===== Trecho selecionado =====

The Flying Wine Drinker: Memórias III
Quatro da tarde. O remis desacelera, cruza o acostamento da Ruta 92 e encosta perto da guarita que protege a entrada da Pousada. Saltamos. O motorista e eu. O local é simpático: um aglomerado de casinhas rústicas um pouco isoladas umas das outras. Olho em volta e vejo apenas um segurança no portão. Havíamos chegado! Mas… Como proceder?
Valle de Uco, março de 2010.
– Tenho reserva para a noite de hoje… –, dirijo-me ao segurança.
– … ?
– Re-cerva…[falo pausadamente estalando o “r” e amolecendo o “s”] Para hoje… –, olho para o motorista um pouco tentando entender se havia algum problema com meu Espanhol.
– … ?
– El señor tiene reserva para hoy… – quase ecoa o motorista, logo em seguida.
– … ?

===== Material extraído =====

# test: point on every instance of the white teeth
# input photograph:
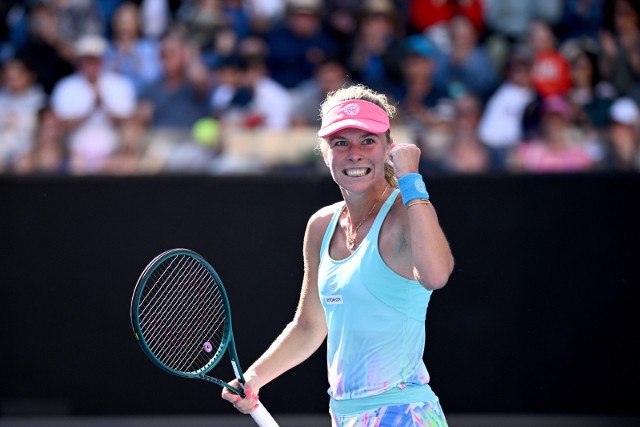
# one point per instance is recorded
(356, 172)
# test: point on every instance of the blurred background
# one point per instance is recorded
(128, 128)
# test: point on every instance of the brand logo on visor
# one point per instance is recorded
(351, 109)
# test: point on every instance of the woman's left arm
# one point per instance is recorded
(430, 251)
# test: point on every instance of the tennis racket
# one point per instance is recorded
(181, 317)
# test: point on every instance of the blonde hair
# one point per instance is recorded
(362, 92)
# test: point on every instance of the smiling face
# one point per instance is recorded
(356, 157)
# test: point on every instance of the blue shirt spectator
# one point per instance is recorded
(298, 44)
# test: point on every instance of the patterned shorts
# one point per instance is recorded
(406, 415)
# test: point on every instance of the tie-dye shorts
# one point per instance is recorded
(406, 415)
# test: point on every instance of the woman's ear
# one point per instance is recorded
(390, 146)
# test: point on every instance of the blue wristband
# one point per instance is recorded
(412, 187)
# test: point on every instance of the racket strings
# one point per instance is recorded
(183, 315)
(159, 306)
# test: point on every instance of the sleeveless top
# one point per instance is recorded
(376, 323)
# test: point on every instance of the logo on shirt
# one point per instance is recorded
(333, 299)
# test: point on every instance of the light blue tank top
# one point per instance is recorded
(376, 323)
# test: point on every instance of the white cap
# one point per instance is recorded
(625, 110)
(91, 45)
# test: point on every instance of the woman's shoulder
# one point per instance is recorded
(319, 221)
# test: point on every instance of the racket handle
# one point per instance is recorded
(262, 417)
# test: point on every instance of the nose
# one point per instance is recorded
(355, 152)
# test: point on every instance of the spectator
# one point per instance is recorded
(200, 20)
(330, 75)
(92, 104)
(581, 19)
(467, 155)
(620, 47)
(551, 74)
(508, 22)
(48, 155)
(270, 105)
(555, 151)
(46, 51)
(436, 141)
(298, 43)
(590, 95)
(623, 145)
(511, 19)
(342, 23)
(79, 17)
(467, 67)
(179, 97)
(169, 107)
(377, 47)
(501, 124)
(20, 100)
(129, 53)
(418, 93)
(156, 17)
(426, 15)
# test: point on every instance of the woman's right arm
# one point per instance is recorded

=====

== Objetivos ==
- a) Enumere todas as pessoas que participam da cena de chegada à pousada apresentada no relato.
- b) Prossiga o relato da chegada à pousada a partir da última fala do segurança.

== Respostas ==
- a) O motorista do remis, o segurança do portão e quem narra o episódio.

- b)
O guarda na guarita, com os olhos arredondados, nos olha como se estivesse avaliando espécimes de alguma exibição teratológica. Durante um instante, sinto como se minha pele fosse verde, como se meus olhos fossem do tamanho de bolas de bilhar protuberantes em uma cabeça ovoide e como se um nariz de Pinocchio me brotasse do meio da testa, apontando para os céus como um bule de design impossível. (Por via das dúvidas, também confiro as solas de meus sapatos para ter certeza de que não tinha pisado em nada).
– Aqui é a Posada Cochi Lihue?
– Por favor, donde es la recepción?
– … ?
Impossível precisar quanto tempo já se teria passado. Estávamos como que em um universo paralelo: sem tempo, sem referências… Apenas um barulho distante (como o atrito de engrenagens)… talvez o som do cérebro do porteiro, finalmente despertando de uma indefinida letargia.
– Síííí… – profere, afinal, com admirável poder de síntese ao mesmo tempo respondendo todas as perguntas e, igualmente, colocando-se à nossa disposição.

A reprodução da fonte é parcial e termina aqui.